With thanks to Europa Editions, who sent an advanced e-copy for review.
In Late Summer by Magdalena Blažević (2022; 2025)
[Translated from Croatian by Anđelka Raguž]
“My name is Ivana. I lived for fourteen summers, and this is the story of my last.” Blažević’s debut novella presents the before and after of one extended family, and of the Bosnian countryside, in August 1993. In the first half, few-page vignettes convey the seasonality of rural life as Ivana and her friend Dunja run wild. Mother and Grandmother slaughter chickens, wash curtains, and treat the children for lice. Foodstuffs and odours capture memory in that famous Proustian way. I marked out the piece “Camomile Flowers” for its details of the senses: “Sunlight and the scent of soap mingle. … The pantry smells like it did before, of caramel, lemon rind and vanilla sugar. Like the period leading up to Christmas. … My hair dries quickly in the sun. It rustles like the lace, dry snow from the fields.” The peaceful beauty of it all is shattered by the soldiers’ arrival. Ivana issues warnings (“Get ready! We’re running out of time. The silence and summer lethargy will not last long”) and continues narrating after her death. As in Sara Nović’s Girl at War, the child perspective contrasts innocence and enthusiasm with the horror of war. I found the first part lovely but the whole somewhat aimless because of the bitty structure.
With thanks to Linden Editions for the free copy for review.
Somebody Is Walking on Your Grave: My Cemetery Journeys by Mariana Enríquez (2013; 2025)
[Translated from Spanish by Megan McDowell]
This made it onto my Most Anticipated list for the second half of the year due to my love of graveyards. Because of where Enríquez is from, a lot of the cemeteries she features are in Argentina (six) or other Spanish-speaking countries (another six including Chile, Cuba, Mexico, Peru and Spain). There are 10 more locations besides, and her journeys go back as far as 1997 in Genoa, when she was 25 and had sex with Enzo up against a gravestone. I took the most interest in those I have been to (Edinburgh) or could imagine myself travelling to someday (New Orleans and Savannah; Highgate in London and Montparnasse in Paris), but thought that every chapter got bogged down in research. Enríquez writes horror, so she is keen to visit at night and relay any ghost stories she’s heard. But the pages after pages of history were dull and outweighed the memoir and travel elements for me, so after a few chapters I ended up just skimming. I’ll keep this on my Kindle in case I go to one of her other destinations in the future and can read individual essays on location. (Edelweiss download)
Voracious by Małgorzata Lebda (2016; 2025)

● TASK BRIEF: Continue the book reviews from their final line, starting with the entry on Voracious. The data that follows has no connection to the book reviews above.

● DATA:
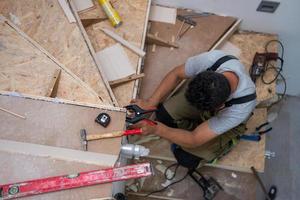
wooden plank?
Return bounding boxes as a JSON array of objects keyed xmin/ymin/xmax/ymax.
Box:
[
  {"xmin": 0, "ymin": 140, "xmax": 118, "ymax": 167},
  {"xmin": 0, "ymin": 151, "xmax": 112, "ymax": 200},
  {"xmin": 79, "ymin": 0, "xmax": 151, "ymax": 106},
  {"xmin": 109, "ymin": 73, "xmax": 145, "ymax": 87},
  {"xmin": 99, "ymin": 25, "xmax": 146, "ymax": 57},
  {"xmin": 96, "ymin": 44, "xmax": 135, "ymax": 81},
  {"xmin": 0, "ymin": 93, "xmax": 126, "ymax": 156},
  {"xmin": 58, "ymin": 0, "xmax": 76, "ymax": 23},
  {"xmin": 73, "ymin": 0, "xmax": 94, "ymax": 12},
  {"xmin": 149, "ymin": 5, "xmax": 177, "ymax": 24},
  {"xmin": 0, "ymin": 17, "xmax": 102, "ymax": 103},
  {"xmin": 0, "ymin": 0, "xmax": 112, "ymax": 105},
  {"xmin": 229, "ymin": 32, "xmax": 278, "ymax": 102},
  {"xmin": 139, "ymin": 9, "xmax": 236, "ymax": 98},
  {"xmin": 46, "ymin": 69, "xmax": 61, "ymax": 98}
]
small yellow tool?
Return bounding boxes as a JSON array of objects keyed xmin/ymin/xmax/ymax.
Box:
[{"xmin": 98, "ymin": 0, "xmax": 122, "ymax": 28}]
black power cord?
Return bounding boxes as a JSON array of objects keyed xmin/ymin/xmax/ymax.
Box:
[
  {"xmin": 261, "ymin": 40, "xmax": 287, "ymax": 106},
  {"xmin": 145, "ymin": 163, "xmax": 189, "ymax": 197}
]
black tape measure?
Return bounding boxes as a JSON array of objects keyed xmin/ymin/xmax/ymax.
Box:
[{"xmin": 95, "ymin": 113, "xmax": 110, "ymax": 127}]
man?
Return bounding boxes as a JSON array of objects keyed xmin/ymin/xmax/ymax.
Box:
[{"xmin": 131, "ymin": 50, "xmax": 256, "ymax": 167}]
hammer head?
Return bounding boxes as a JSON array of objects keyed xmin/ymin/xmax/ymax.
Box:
[
  {"xmin": 80, "ymin": 129, "xmax": 87, "ymax": 151},
  {"xmin": 177, "ymin": 15, "xmax": 197, "ymax": 26}
]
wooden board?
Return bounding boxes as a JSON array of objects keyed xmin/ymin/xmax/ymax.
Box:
[
  {"xmin": 0, "ymin": 93, "xmax": 126, "ymax": 155},
  {"xmin": 96, "ymin": 44, "xmax": 135, "ymax": 81},
  {"xmin": 137, "ymin": 109, "xmax": 267, "ymax": 172},
  {"xmin": 79, "ymin": 0, "xmax": 151, "ymax": 106},
  {"xmin": 229, "ymin": 32, "xmax": 278, "ymax": 102},
  {"xmin": 0, "ymin": 151, "xmax": 112, "ymax": 200},
  {"xmin": 216, "ymin": 108, "xmax": 267, "ymax": 172},
  {"xmin": 0, "ymin": 0, "xmax": 112, "ymax": 104},
  {"xmin": 139, "ymin": 9, "xmax": 236, "ymax": 98},
  {"xmin": 0, "ymin": 16, "xmax": 103, "ymax": 103}
]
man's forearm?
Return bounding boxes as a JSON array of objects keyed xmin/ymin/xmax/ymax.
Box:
[{"xmin": 155, "ymin": 126, "xmax": 199, "ymax": 148}]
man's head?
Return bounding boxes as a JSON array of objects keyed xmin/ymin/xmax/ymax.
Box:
[{"xmin": 185, "ymin": 71, "xmax": 230, "ymax": 111}]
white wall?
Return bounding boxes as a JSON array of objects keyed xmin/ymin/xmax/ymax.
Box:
[{"xmin": 153, "ymin": 0, "xmax": 300, "ymax": 96}]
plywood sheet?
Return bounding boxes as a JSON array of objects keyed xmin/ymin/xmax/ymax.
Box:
[
  {"xmin": 0, "ymin": 19, "xmax": 103, "ymax": 103},
  {"xmin": 140, "ymin": 9, "xmax": 236, "ymax": 98},
  {"xmin": 213, "ymin": 108, "xmax": 267, "ymax": 172},
  {"xmin": 137, "ymin": 109, "xmax": 267, "ymax": 172},
  {"xmin": 0, "ymin": 93, "xmax": 126, "ymax": 155},
  {"xmin": 80, "ymin": 0, "xmax": 150, "ymax": 106},
  {"xmin": 149, "ymin": 5, "xmax": 177, "ymax": 24},
  {"xmin": 0, "ymin": 151, "xmax": 112, "ymax": 200},
  {"xmin": 0, "ymin": 0, "xmax": 111, "ymax": 104},
  {"xmin": 229, "ymin": 32, "xmax": 278, "ymax": 101},
  {"xmin": 96, "ymin": 44, "xmax": 135, "ymax": 81}
]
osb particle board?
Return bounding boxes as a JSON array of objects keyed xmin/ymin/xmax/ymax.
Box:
[
  {"xmin": 80, "ymin": 0, "xmax": 150, "ymax": 106},
  {"xmin": 0, "ymin": 19, "xmax": 102, "ymax": 103},
  {"xmin": 0, "ymin": 151, "xmax": 112, "ymax": 200},
  {"xmin": 0, "ymin": 93, "xmax": 126, "ymax": 155},
  {"xmin": 229, "ymin": 32, "xmax": 278, "ymax": 101},
  {"xmin": 139, "ymin": 9, "xmax": 236, "ymax": 98},
  {"xmin": 0, "ymin": 0, "xmax": 111, "ymax": 105},
  {"xmin": 213, "ymin": 108, "xmax": 267, "ymax": 172},
  {"xmin": 142, "ymin": 109, "xmax": 267, "ymax": 172}
]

● WRITTEN RESPONSE:
[Translated from Polish by Antonia Lloyd-Jones]
Like the Blažević, this is an impressionistic, pastoral work that contrasts vitality and decay in short chapters of one to three pages. The narrator is a young woman staying in her grandmother’s house and caring for her while she is dying of cancer; “now is not the time for life. Death – that’s what fills my head. I’m at its service. Grandma is my child. I am my grandmother’s mother. And that’s all right, I think.” The house has just four inhabitants – the narrator, Grandma Róża, Grandpa, and Ann – and seems permeable: to the cold, to nature. Animals play a large role, whether pets, farmed or wild. There’s Danube the hound, the cows delivered to the nearby slaughterhouse, and a local vixen with whom the narrator identifies.
Lebda is primarily known as a poet, and her delight in language is evident. One piece titled “Opioid,” little more than a paragraph long, revels in the power of language: “Grandma brings a beautiful word home … the word not only resonates, but does something else too – it lets light into the veins.” The wind is described as “the conscience of the forest. It’s the circulatory system. It’s the litany. It’s scented. It sings.”
In all three Linden Editions books I’ve read, the translator’s afterword has been particularly illuminating. I thought I was missing something, but Lloyd-Jones reassured me it’s unclear who Ann is: sister? friend? lover? (I was sure I spotted some homoerotic moments.) Lloyd-Jones believes she’s the mirror image of the narrator, leaning toward life while the narrator – who has endured sexual molestation and thyroid problems – tends towards death. The animal imagery reinforces that dichotomy.
The narrator and Ann remark that it feels like Grandma has been ill for a million years, but they also never want this time to end. The novel creates that luminous, eternal present. It was the best of this bunch.
With thanks to Linden Editions for the free copy for review.
Full review forthcoming for Foreword Reviews:
Pandora by Ana Paula Pacheco (2023; 2025)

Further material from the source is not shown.